» **Exercises to complete**
[A] Translate this sentence from the article on the future of spam below into Spanish: "During 2004, Postini blocked more than 40% of the 95 billion SMTP requests that it received, based solely on the suspect nature of the IP address from which those requests were sent."
[B] Write the next part of the article on the future of spam below, picking up after its final sentence.

The future of SPAM

I subscribe to many, many newsletters that involve the IT industry – trends, troubleshooting, etc…. One of these newsletters I received had some alarming information in it regarding the trend of spam and viruses as related to email. The data, as reported, focused on email processed by one large vendor…

Postini recently predicted what 2005 will bring for spam and gave an overview of the situation in 2004. Here’s a summary of what happened – and what Postini thinks will happen during the next 12 months:

At the beginning of 2004, 78% of the e-mail processed by Postini was spam. By the end of the year, 88% of the e-mail that Postini processed was spam, a figure the company believes will increase to 92% in 2005.

Directory/dictionary harvest attacks (DHA) – which spammers use to obtain fresh, valid e-mail addresses from a corporate directory – will increase 25% during 2005. During 2004, Postini blocked more than 164 million DHAs and 38 billion invalid delivery attempts, an average of more than 6,000 invalid delivery attempts per mailbox.

During 2003, one in 200 e-mail messages Postini processed contained a virus, a figure that increased to one in 67 e-mails during 2004 and one in 25 e-mails contained a virus near the end of 2004.

During 2004, Postini blocked more than 40% of the 95 billion SMTP requests that it received, based solely on the suspect nature of the IP address from which those requests were sent.
The point of this newsletter is not to be an advertisement for Postini, but rather to point out the direction that a significant processor of e-mail sees for spam and virus attacks.

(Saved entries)
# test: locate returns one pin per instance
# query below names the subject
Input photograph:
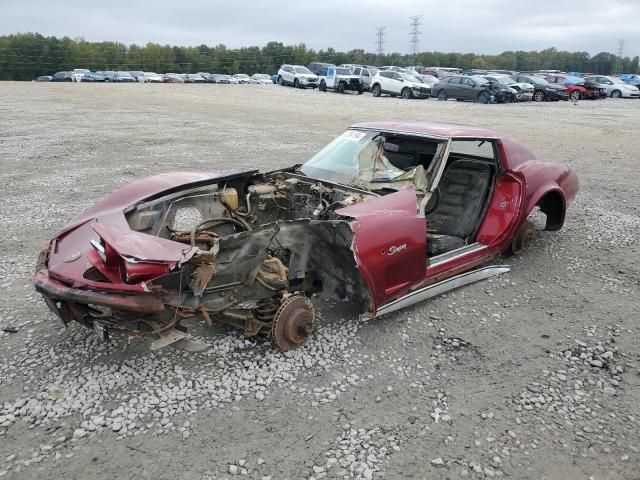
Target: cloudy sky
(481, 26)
---
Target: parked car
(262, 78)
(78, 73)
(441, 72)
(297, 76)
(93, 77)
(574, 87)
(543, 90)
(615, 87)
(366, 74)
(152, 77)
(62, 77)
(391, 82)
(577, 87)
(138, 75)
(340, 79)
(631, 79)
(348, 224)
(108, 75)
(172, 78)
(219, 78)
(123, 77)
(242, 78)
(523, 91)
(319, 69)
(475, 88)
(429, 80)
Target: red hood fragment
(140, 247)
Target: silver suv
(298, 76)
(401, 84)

» **Responses for each task**
[A] Durante 2004, Postini bloqueó más del 40 % de las 95 000 millones de solicitudes SMTP que recibió, basándose únicamente en la naturaleza sospechosa de la dirección IP desde la que se enviaron esas solicitudes.

[B]
Admittedly, the situation looks a bit grim. Perhaps the most significant takeaway from the points above is the importance of pre-processing SMTP requests to determine the likelihood they are spam.

Processing at the connection level is an important step toward solving the spam problem because it makes spam processing less of a content filtering issue and more one of source control.

Analyzing the source of spam and blocking or throttling it far back in the network does two things:
It minimizes the amount of spam that reaches the edge of the network.
It puts the onus for spam control on the senders of the stuff, such as the ISPs whose networks are filled with zombies.
Preventing or slowing delivery of messages from IP addresses with a bad reputation means that legitimate, paying customers of these networks whose e-mail can’t get through may switch to networks who are more serious about zombie control and other forms of spam prevention. That would provide an economic incentive for network operators to take a more aggressive stance on controlling spam.